Exercise details: Copy all the material that follows, keeping every character the same.
-- START OF Dataset --
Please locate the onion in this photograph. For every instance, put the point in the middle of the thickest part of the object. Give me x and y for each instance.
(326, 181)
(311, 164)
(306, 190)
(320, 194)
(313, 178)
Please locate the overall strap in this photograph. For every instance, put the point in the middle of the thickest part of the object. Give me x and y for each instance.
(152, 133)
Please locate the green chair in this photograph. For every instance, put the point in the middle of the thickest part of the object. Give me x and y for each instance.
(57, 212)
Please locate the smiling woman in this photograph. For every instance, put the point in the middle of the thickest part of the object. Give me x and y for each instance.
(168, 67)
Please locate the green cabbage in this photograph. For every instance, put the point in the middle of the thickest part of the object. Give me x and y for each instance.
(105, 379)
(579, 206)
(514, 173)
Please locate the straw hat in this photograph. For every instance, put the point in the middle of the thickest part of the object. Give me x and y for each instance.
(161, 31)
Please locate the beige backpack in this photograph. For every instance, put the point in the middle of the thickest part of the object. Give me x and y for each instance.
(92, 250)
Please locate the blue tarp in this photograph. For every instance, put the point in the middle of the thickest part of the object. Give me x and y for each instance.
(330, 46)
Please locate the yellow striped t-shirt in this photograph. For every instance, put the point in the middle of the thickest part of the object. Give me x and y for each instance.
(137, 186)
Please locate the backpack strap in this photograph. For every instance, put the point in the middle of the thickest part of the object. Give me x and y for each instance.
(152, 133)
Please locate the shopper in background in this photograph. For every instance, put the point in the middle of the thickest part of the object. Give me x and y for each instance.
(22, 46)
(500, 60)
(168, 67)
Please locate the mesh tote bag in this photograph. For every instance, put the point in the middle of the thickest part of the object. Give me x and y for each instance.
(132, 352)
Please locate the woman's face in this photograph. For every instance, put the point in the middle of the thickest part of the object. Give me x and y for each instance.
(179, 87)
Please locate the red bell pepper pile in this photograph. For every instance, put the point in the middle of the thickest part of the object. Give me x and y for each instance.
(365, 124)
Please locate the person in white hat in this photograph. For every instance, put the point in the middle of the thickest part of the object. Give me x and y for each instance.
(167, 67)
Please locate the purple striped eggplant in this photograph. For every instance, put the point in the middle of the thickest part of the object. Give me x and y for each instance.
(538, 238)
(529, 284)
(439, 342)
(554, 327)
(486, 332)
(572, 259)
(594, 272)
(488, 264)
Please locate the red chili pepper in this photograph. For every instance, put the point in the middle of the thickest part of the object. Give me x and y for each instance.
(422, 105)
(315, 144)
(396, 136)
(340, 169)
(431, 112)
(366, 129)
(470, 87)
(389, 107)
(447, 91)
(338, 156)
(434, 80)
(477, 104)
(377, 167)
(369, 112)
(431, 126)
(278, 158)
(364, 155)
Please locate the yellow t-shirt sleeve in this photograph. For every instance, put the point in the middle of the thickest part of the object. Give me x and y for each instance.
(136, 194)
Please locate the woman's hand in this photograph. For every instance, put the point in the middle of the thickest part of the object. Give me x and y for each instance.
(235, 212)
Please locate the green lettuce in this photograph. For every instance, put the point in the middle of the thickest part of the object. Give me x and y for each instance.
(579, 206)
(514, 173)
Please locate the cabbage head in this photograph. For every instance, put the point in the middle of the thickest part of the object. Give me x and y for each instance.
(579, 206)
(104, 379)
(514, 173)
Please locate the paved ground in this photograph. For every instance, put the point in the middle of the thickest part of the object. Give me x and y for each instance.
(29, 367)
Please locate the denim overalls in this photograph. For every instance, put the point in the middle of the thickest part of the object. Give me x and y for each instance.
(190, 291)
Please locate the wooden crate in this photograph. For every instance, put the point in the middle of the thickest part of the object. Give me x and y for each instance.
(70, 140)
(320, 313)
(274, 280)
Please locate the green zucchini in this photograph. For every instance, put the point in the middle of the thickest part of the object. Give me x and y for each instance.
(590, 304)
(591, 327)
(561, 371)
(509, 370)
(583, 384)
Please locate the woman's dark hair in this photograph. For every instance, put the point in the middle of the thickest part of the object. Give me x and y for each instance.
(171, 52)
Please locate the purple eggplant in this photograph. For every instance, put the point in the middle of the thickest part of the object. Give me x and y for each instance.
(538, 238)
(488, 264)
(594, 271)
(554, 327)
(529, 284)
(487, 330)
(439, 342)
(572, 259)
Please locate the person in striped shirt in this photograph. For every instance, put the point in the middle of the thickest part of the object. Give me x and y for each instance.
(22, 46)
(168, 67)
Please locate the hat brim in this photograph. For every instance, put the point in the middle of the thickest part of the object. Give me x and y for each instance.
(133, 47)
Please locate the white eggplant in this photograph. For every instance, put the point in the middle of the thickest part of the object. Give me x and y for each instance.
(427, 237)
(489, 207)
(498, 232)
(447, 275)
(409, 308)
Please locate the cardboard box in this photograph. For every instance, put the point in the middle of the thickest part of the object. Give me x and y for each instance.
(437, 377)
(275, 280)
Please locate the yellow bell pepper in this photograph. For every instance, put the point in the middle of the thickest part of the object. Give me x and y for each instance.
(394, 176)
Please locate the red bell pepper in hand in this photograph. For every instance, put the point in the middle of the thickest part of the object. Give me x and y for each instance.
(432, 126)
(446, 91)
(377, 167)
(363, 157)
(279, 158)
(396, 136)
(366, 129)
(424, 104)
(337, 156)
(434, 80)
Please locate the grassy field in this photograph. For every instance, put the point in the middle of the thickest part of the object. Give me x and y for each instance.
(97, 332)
-- END OF Dataset --
Final result:
Please locate the onion in this photograph. For every instance, put the point in the middle of the thickest part of the object. Give me x and y for each instance.
(326, 181)
(311, 164)
(306, 190)
(320, 194)
(313, 178)
Please locate the overall strap in this photograph. For every instance, put the point in the middle of the thickest part of the object. Give me x and y for each instance.
(152, 133)
Please locate the green chair in this photograph. For every instance, put the point in the middle of the thickest part of the object. Give me x and y for each instance.
(57, 212)
Please locate the smiling woman in this photograph. For every instance, put the point in the middle of the thickest part of the object. Give me x and y for each instance.
(168, 67)
Please locate the green cabbage in this photograph. For every instance, put the point in the middle of the thickest part of the object. Give me x and y for each instance.
(105, 379)
(579, 206)
(514, 173)
Please locate the straw hat in this photograph. For every instance, put the point in the middle of the thickest part of the object. Give me x and y for each instance.
(161, 31)
Please locate the beige backpack in this photograph. For every instance, put the point in the middle of the thickest part of the object. Give me x and y for each instance.
(92, 250)
Please locate the blue tarp in this photograph. For every instance, put the point in the middle of the thickest part of the object. Give me x and y for each instance.
(330, 46)
Please locate the yellow striped t-shirt in this photograph. For every instance, put the point in the middle of the thickest part of the object. Give me x and y for each instance.
(137, 186)
Please locate the backpack strap in this photograph. For every instance, put the point in the middle of the thickest part of the object. Give me x and y for each instance.
(152, 133)
Please locate the shopper in background in this photograph. For every instance, put the point in the middle of the thickest part of the object. Give me x and y for each instance.
(22, 46)
(500, 60)
(168, 67)
Please locate the mesh tote bag in this photograph. For every instance, put the point in the middle of the thickest part of the object. Give me x and y for each instance.
(132, 352)
Please locate the woman's face in this photograph. For every instance, put the point in the middle of the thickest part of the object. Give me x and y for each instance.
(179, 87)
Please locate the red bell pepper pile in this photograph. For every instance, put the point in the middle of the thickest part of the object. Give me x and y for each instance.
(365, 124)
Please locate the person in white hat in this photograph. For every instance, put the point in the middle of the thickest part of the object. Give me x and y for each instance.
(167, 67)
Please locate the purple striped eggplant in this photograph. For every instance, put the point in the middle of the thickest part of the object. Give me x and y for each instance.
(538, 238)
(529, 284)
(439, 342)
(554, 327)
(486, 332)
(572, 259)
(594, 272)
(488, 264)
Please locate the red chili pepper in this photograph. For every instance, put the point in the middle of the thickest part of the object. Give me x and y for each instance.
(422, 105)
(315, 144)
(396, 136)
(340, 169)
(431, 112)
(366, 129)
(470, 87)
(389, 107)
(447, 91)
(338, 156)
(434, 80)
(477, 104)
(377, 167)
(369, 112)
(431, 126)
(278, 158)
(364, 155)
Please locate the yellow t-shirt sleeve in this photograph. For every instance, put the point in the middle of the thickest part of the object. Give me x and y for each instance.
(136, 194)
Please locate the woman's hand in this photograph. For every instance, put the point in the middle of the thickest part of the object. Give me x and y for each instance.
(235, 212)
Please locate the green lettuce in this photograph. For every instance, put the point in the middle of the thickest part of the object. Give me x and y for each instance.
(579, 206)
(514, 173)
Please locate the cabbage head in this photograph. For every instance, put the point in the middle of the thickest part of the object. Give me x and y for each instance.
(579, 206)
(104, 379)
(514, 173)
Please locate the paved ground in this photograph. For every instance, put the point in the middle of the thickest part of the object. Give me x and y for each instance.
(29, 367)
Please locate the denim overalls in this photograph. For every instance, put the point in the middle of the thickest part of the object. Give me x and y for each instance.
(190, 291)
Please locate the wooden crate in this photograph. For every instance, put the point in the middle of the thickest part of the object. Give me x and y for each instance.
(70, 140)
(320, 313)
(274, 280)
Please locate the green zucchini in this photograph. For every instance, put the point in the middle of the thickest part of the object. Give me x and y for each instance.
(590, 304)
(591, 327)
(561, 371)
(509, 370)
(583, 384)
Please locate the woman's dark hair in this photograph. For every instance, put the point in the middle of the thickest part of the object. Give me x and y for each instance.
(171, 52)
Please locate the purple eggplant in this photograph. For every instance, put the point in the middle of the thickest part of the object. Give me x and y for each instance.
(538, 238)
(488, 264)
(594, 271)
(554, 327)
(529, 284)
(487, 330)
(439, 342)
(572, 259)
Please locate the person in striped shirt in this photograph. For every instance, put the point in the middle of the thickest part of the object. Give me x and y for each instance.
(22, 46)
(168, 67)
Please locate the hat brim in this photograph. For every instance, put the point in the middle of the thickest part of the object. Give me x and y for each instance.
(133, 47)
Please locate the white eggplant in this photograph. For every instance, put the point in the middle of the thickest part of the object. Give me x and y for each instance.
(427, 237)
(489, 207)
(498, 232)
(447, 275)
(409, 308)
Please locate the cardboard box in this photograph. For every instance, put the point in the middle of the thickest part of the object. Give me x and y for each instance.
(437, 377)
(275, 280)
Please locate the yellow bell pepper in this photograph. For every instance, put the point in the middle of the thickest part of the object. Give me x and y for each instance.
(394, 176)
Please locate the red bell pepper in hand in this photograph. For every instance, put the point in the middle of the thickest part of the object. Give me x and y for each instance.
(432, 126)
(446, 91)
(377, 167)
(363, 157)
(279, 158)
(396, 136)
(366, 129)
(424, 104)
(337, 156)
(434, 80)
Please locate the grassy field in this photograph. For every instance, put the point in the middle of the thickest part of the object. Give me x and y for each instance.
(97, 332)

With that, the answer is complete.